*Required task*:
Print verbatim everything from the line containing "search_term football field" down to the last line of the entries.

*Listed entries*:
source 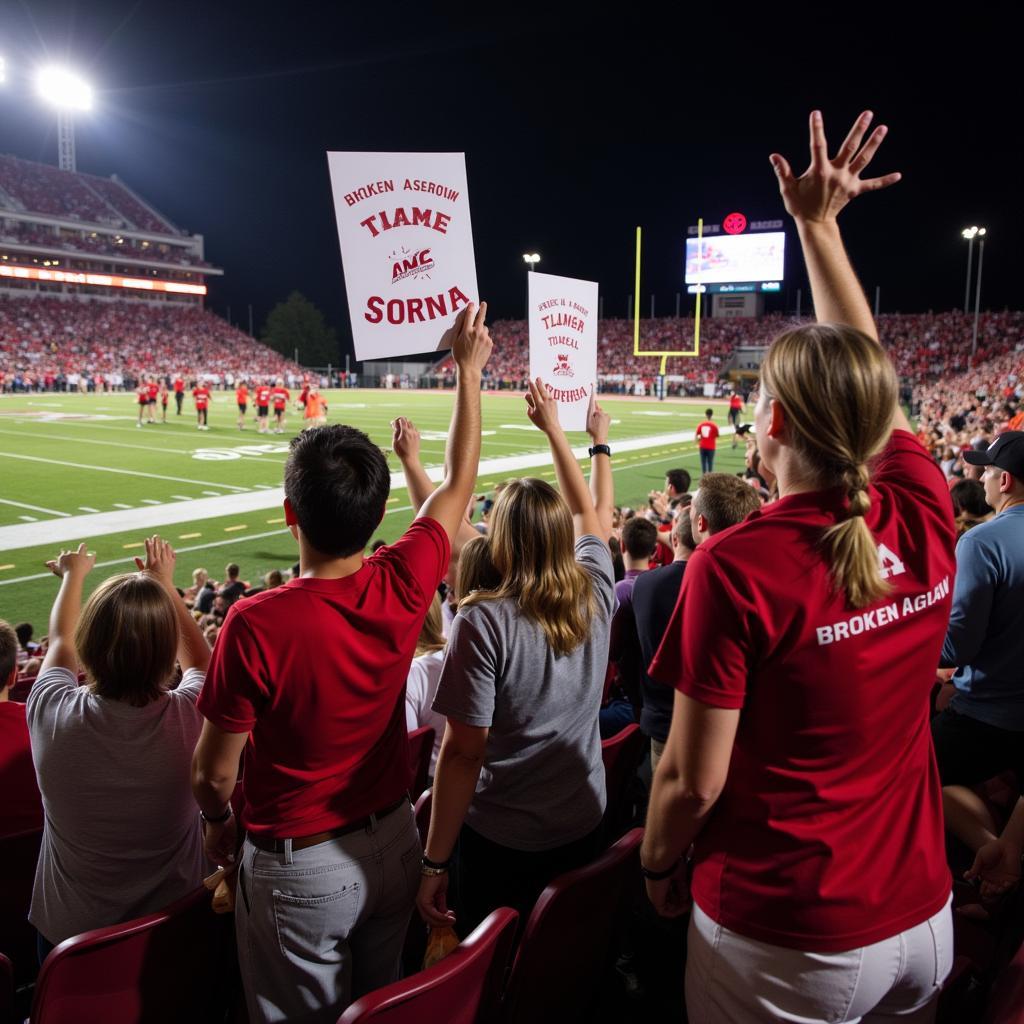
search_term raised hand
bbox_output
[768,111,901,222]
[135,534,177,589]
[46,542,96,579]
[391,416,420,462]
[587,391,611,444]
[526,377,561,435]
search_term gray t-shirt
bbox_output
[433,537,615,851]
[27,669,209,943]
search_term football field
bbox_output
[0,390,752,618]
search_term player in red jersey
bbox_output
[234,382,249,430]
[193,381,210,430]
[695,409,718,475]
[270,377,292,434]
[256,384,270,434]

*Exercise solution*:
search_term football field
bbox_output
[0,390,752,618]
search_term player in red jersey
bbox_output
[234,382,249,430]
[193,381,210,430]
[695,409,718,475]
[270,377,292,434]
[256,384,270,434]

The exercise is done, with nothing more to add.